** TASK DESCRIPTION **
Retype the data that follows line by line, exactly, and leave its pictures out.

┌──

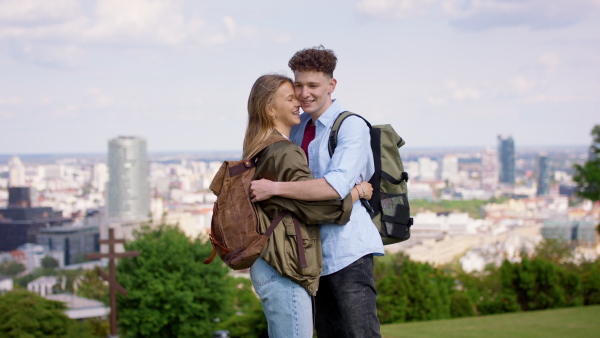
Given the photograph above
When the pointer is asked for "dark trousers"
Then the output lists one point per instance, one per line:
(346, 302)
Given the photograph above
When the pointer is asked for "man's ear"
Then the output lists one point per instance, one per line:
(332, 84)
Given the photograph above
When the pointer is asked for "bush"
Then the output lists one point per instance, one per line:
(461, 305)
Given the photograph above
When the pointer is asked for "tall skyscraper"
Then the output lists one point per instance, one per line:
(506, 157)
(128, 187)
(489, 169)
(543, 173)
(16, 172)
(450, 168)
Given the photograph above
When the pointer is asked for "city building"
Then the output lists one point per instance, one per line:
(81, 308)
(73, 241)
(489, 169)
(450, 169)
(506, 159)
(20, 223)
(16, 172)
(128, 186)
(570, 230)
(543, 175)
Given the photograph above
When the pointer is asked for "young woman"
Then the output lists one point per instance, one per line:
(283, 281)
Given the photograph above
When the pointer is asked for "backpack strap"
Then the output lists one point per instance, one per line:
(270, 140)
(336, 127)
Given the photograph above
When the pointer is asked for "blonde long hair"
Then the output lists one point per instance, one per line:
(260, 124)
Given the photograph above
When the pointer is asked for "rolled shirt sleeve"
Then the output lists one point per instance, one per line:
(352, 157)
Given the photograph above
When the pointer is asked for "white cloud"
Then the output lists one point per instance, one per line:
(463, 93)
(394, 9)
(550, 61)
(132, 23)
(36, 11)
(523, 84)
(10, 101)
(485, 14)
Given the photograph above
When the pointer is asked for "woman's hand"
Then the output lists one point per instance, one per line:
(365, 189)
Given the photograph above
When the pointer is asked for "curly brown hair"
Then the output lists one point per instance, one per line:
(316, 59)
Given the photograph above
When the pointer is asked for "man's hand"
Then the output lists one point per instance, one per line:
(262, 189)
(366, 188)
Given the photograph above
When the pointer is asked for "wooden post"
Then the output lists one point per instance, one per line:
(112, 274)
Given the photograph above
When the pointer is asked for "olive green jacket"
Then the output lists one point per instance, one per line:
(285, 161)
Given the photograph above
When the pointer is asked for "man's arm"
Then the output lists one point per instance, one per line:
(310, 190)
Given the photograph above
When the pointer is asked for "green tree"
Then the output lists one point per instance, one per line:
(590, 281)
(25, 314)
(555, 251)
(461, 305)
(485, 290)
(11, 269)
(587, 176)
(539, 284)
(411, 291)
(171, 293)
(49, 262)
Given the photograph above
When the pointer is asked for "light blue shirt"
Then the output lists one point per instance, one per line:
(352, 162)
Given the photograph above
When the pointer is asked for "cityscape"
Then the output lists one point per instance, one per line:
(115, 117)
(62, 206)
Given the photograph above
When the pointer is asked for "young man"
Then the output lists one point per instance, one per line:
(345, 302)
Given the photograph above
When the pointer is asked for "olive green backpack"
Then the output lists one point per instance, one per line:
(388, 207)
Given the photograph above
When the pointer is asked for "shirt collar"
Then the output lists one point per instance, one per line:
(330, 114)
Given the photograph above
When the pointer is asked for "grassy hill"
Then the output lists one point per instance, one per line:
(567, 322)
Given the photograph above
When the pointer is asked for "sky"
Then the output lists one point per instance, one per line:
(443, 73)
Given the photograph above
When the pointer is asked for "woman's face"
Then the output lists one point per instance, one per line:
(285, 108)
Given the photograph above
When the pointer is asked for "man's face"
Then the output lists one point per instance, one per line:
(313, 89)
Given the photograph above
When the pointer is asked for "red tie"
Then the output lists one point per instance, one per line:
(309, 135)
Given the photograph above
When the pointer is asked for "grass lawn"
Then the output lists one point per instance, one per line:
(569, 322)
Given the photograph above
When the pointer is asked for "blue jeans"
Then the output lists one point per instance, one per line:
(287, 305)
(346, 302)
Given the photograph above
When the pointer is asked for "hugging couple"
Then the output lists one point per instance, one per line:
(331, 284)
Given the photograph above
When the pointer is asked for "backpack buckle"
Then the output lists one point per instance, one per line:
(404, 176)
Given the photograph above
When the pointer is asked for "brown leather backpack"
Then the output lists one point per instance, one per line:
(235, 233)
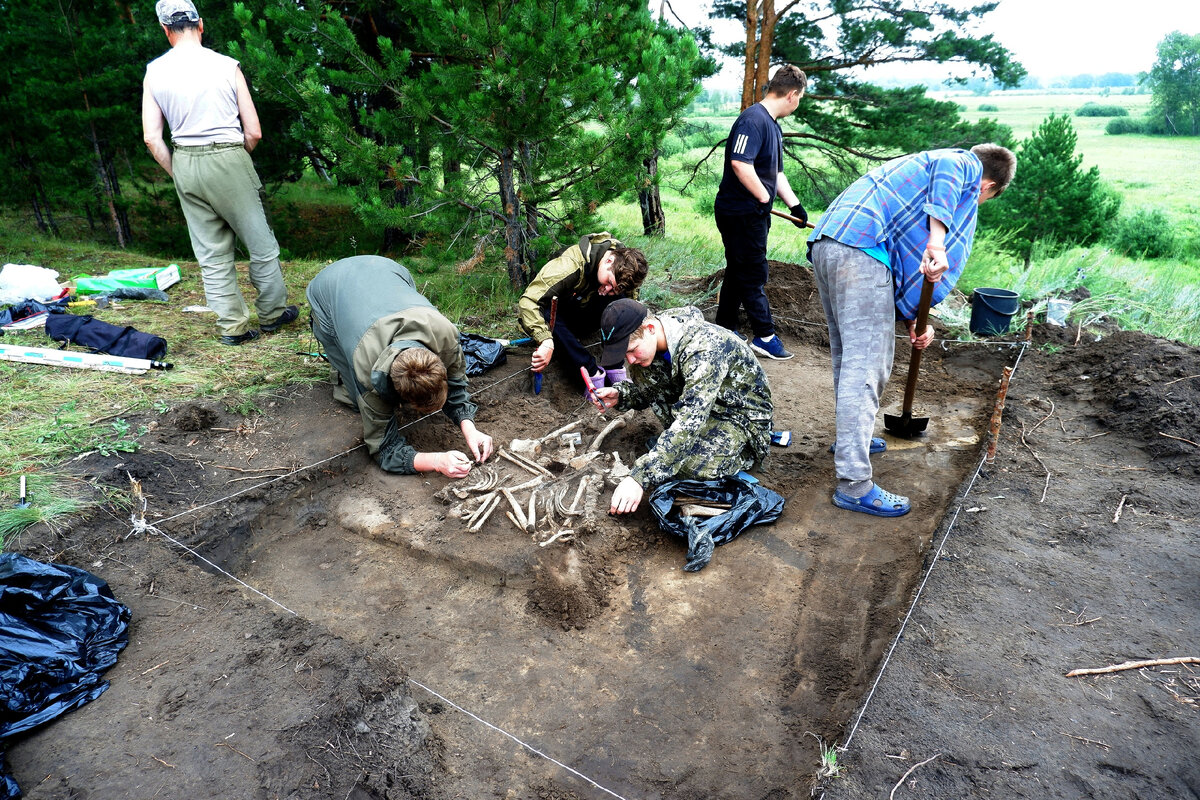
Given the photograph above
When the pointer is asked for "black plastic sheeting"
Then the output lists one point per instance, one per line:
(753, 504)
(60, 629)
(481, 353)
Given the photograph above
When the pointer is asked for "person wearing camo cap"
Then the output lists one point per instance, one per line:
(705, 385)
(205, 101)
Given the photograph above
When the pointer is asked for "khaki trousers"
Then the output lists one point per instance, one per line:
(221, 198)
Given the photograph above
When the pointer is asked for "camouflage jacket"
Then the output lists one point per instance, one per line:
(707, 374)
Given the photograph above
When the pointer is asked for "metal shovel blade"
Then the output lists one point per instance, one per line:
(906, 426)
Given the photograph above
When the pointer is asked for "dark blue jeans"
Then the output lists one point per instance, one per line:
(744, 236)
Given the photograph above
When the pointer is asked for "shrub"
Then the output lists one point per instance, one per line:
(1120, 125)
(1146, 233)
(1096, 109)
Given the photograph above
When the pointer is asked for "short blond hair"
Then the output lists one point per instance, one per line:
(420, 379)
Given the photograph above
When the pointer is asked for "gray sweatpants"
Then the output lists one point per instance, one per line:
(219, 192)
(856, 293)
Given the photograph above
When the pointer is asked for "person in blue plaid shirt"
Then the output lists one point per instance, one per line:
(912, 217)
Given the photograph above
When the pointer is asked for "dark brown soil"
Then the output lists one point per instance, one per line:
(309, 626)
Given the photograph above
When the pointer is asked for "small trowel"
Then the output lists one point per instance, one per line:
(906, 426)
(23, 503)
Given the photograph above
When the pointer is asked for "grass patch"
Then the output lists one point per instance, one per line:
(1144, 168)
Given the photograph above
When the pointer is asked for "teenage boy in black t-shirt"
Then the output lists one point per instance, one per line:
(753, 179)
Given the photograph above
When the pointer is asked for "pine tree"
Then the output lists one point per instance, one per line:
(509, 124)
(845, 121)
(1175, 83)
(1053, 198)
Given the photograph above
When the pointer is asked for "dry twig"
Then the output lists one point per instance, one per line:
(1135, 665)
(1090, 741)
(1116, 517)
(905, 776)
(1179, 439)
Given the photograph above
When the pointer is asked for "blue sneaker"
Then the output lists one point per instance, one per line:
(772, 349)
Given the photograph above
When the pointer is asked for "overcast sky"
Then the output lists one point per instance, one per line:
(1050, 37)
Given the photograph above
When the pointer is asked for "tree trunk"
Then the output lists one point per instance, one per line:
(394, 238)
(103, 178)
(766, 44)
(514, 240)
(761, 20)
(528, 206)
(654, 221)
(748, 73)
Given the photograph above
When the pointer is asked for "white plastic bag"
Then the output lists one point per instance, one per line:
(19, 282)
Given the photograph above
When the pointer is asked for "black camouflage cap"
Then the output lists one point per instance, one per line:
(618, 322)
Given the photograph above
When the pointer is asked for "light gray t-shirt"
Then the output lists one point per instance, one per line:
(197, 91)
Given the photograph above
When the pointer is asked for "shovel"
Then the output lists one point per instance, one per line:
(906, 426)
(791, 218)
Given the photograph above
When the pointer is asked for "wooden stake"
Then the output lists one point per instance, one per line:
(997, 415)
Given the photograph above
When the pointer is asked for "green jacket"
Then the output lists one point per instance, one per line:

└──

** SOLVED PROBLEM **
Given the photograph above
When the pointer is asked for "dark trousers"
Then the output lists one point per instance, one per line:
(346, 302)
Given the photograph above
When the pointer is asked for "man's ear"
Then the output lists one point per instance, one per line:
(332, 84)
Given the photograph above
When the pointer is asked for "bush"
Then the output lists one point per instance, one per line:
(461, 305)
Given the photograph above
When the pointer is asked for "tall skyscraper"
Then the output lists one point per instance, one per line:
(506, 157)
(128, 187)
(489, 169)
(543, 173)
(16, 172)
(450, 168)
Given the photograph above
When the pointer is asked for "city building"
Then the output lists one point per instance, one per line:
(81, 308)
(73, 241)
(489, 169)
(450, 169)
(506, 159)
(20, 223)
(16, 172)
(128, 186)
(570, 230)
(543, 175)
Given the photograph above
When the pointer is asked for "young woman"
Then the output lists one point per instance, one per line:
(283, 281)
Given the photograph above
When the pointer is asked for "backpack strap"
Then the output lists one point per instance, one per line:
(270, 140)
(336, 127)
Given the photograph above
When the pointer is asked for "blonde long hair"
Then the output lists one point per instance, one per line:
(260, 124)
Given the photograph above
When the pointer is asked for "rolled shirt sleeve"
Then the output lists one point per instance, one per line:
(352, 157)
Given the photograph above
When the pointer is asked for "white cloud"
Then the output lists one point per instance, one per line:
(463, 93)
(394, 9)
(550, 61)
(132, 23)
(36, 11)
(523, 84)
(10, 101)
(485, 14)
Given the photograph above
When the pointer is asked for "woman's hand"
Then the output lists one point per instance, one per line:
(365, 189)
Given the photograph above
When the pointer is asked for "curly brown hair"
Then the output lists one point per instance, one per line:
(316, 59)
Given the photograph above
When the pointer is asked for "man's hand"
Then the output lists one point per instance, one per line:
(262, 189)
(366, 188)
Given the photograph above
When the pointer is asked for "wooden post"
Then the output lists one point per instance, one per line:
(112, 274)
Given the photograph above
When the pointer is asked for "olive green jacket"
Then the output lists one point per instance, one per line:
(285, 161)
Given the photograph above
When the pointer is asked for "man's arm"
Then the output lists one point per instance, one per line:
(310, 190)
Given the photograph above
When the pointer is asked for "green tree"
Then the output lists one point per instance, one per line:
(590, 281)
(25, 314)
(555, 251)
(461, 305)
(485, 290)
(11, 269)
(587, 176)
(539, 284)
(411, 291)
(171, 293)
(49, 262)
Given the photograph above
When the pointer is asked for "light blue shirt"
Then the output lists one point per instance, one per line:
(352, 162)
Given the photograph above
When the pointer is asked for "cityscape"
Then the output lists one point per instance, one per line:
(115, 117)
(62, 206)
Given the photograph above
When the pointer is asked for "young man"
Then the output lists one point per instance, one per line:
(345, 302)
Given the photograph above
When the pointer is asked for "olive green backpack"
Then the output lists one point per instance, one per line:
(388, 207)
Given the photograph above
When the pointer is asked for "shirt collar"
Then the output lists one point per instance, one per line:
(330, 114)
Given the photograph above
When the pointer is asked for "grassy hill"
Then the output lists one point per instance, one per line:
(567, 322)
Given the photograph above
When the pointer is asked for "sky"
Then the output lists one point per instance, one per line:
(443, 73)
Given the photograph above
When the pointer is asked for "woman's face"
Then the output lists one point per instance, one per line:
(285, 108)
Given the photograph above
When the pointer is asked for "man's face"
Then the output lists one point per instance, one per line:
(313, 89)
Given the photograph above
When the pointer is asked for "red tie"
Then the output lists one point per instance, one per line:
(309, 135)
Given the photograph above
When the pointer is asked for "grass lawn"
Then the output lists one point per instance, one per line:
(569, 322)
Given the photograph above
When the pointer is asked for "blue jeans"
Then the output lists one point per instance, one per line:
(287, 305)
(346, 302)
Given the photograph above
When the pointer is asked for "hugging couple"
Then the output lists one point per instance, one per line:
(331, 284)
Given the photograph above
When the pointer is asked for "backpack buckle"
Then the output lists one point per instance, one per line:
(404, 176)
Given the photograph above
When the pointer is asked for "brown leather backpack"
Then the output lists one point per instance, one per line:
(235, 233)
Given the photograph above
When the pointer is asked for "black plastic sheeting"
Then the output lists one point per instance, one per line:
(753, 504)
(60, 629)
(481, 353)
Given the photograph above
When the pointer is asked for "person wearing camo cap"
Then the output lists one point per instance, one per line:
(705, 385)
(205, 101)
Given the photograph above
When the pointer is asked for "khaki trousers"
Then the output lists one point per instance, one per line:
(221, 198)
Given the photograph above
When the pointer is asked for "camouflage jacket"
Then the output lists one point per instance, one per line:
(707, 374)
Given the photograph above
When the pointer is asked for "metal shovel blade"
Then the output lists one point per instance, one per line:
(906, 426)
Given the photograph above
When the pointer is asked for "dark blue jeans"
Then the output lists one point per instance, one per line:
(744, 236)
Given the photograph above
When the pointer is asked for "shrub"
Then the output lists one point per instance, one per line:
(1120, 125)
(1146, 233)
(1096, 109)
Given the photograph above
When the pointer is asked for "short blond hair"
Then the output lists one point per instance, one per line:
(420, 379)
Given the photograph above
When the pointer is asked for "gray sweatpants"
Then the output lists one point per instance, one per line:
(219, 192)
(856, 293)
Given the photograph above
When the pointer is asked for "person in blue plaid shirt"
Then the output lists one point per instance, one per line:
(912, 217)
Given the photograph above
When the pointer is asked for "dark brown soil"
Then the output lists one point per instance, one per line:
(309, 626)
Given the photograph above
When the pointer is asked for "small trowel"
Then the output lists one point per instance, one per line:
(906, 426)
(23, 503)
Given the photograph above
When the pointer is asked for "grass patch"
Then the output lists one point per instance, one per line:
(1144, 168)
Given the photograph above
When the pointer is asked for "teenage boy in black t-shirt"
Then the output lists one point per instance, one per line:
(753, 179)
Given the photograph above
When the pointer is asked for "pine tree"
Then the output lists one point per instance, one per line:
(509, 124)
(845, 121)
(1175, 83)
(1053, 198)
Given the photograph above
When the pointer is asked for "dry twig"
Then the output lists one point per instance, one per line:
(1135, 665)
(1090, 741)
(1116, 517)
(905, 776)
(1179, 439)
Given the photograph above
When the pointer is asked for "blue sneaker"
Then the output lists one point per instance, one per line:
(772, 349)
Given the photograph above
When the pointer is asked for "overcast sky"
Then the output lists one point per instance, one per line:
(1050, 37)
Given the photograph above
When the pointer is asked for "tree trunk"
Then the output lists one point per instance, one per line:
(394, 238)
(103, 178)
(766, 44)
(514, 240)
(761, 20)
(528, 206)
(654, 221)
(748, 73)
Given the photograph above
When the pointer is asked for "white plastic bag"
Then the output lists one point per instance, one per line:
(19, 282)
Given the photograph above
When the pointer is asked for "black camouflage cap"
Then the output lists one point per instance, one per line:
(618, 322)
Given the photograph above
When the pointer is asked for "light gray t-shirt"
Then the output lists one point per instance, one per line:
(197, 91)
Given the photograph above
When the pointer is asked for "shovel"
Then the output lists one point per instance, one per line:
(906, 426)
(791, 218)
Given the photograph above
When the pointer is asked for "wooden stake"
Then the output lists one point per instance, one per line:
(997, 415)
Given the photograph above
When the pointer is asked for "green jacket"
Then the output lists one point per instance, one per line:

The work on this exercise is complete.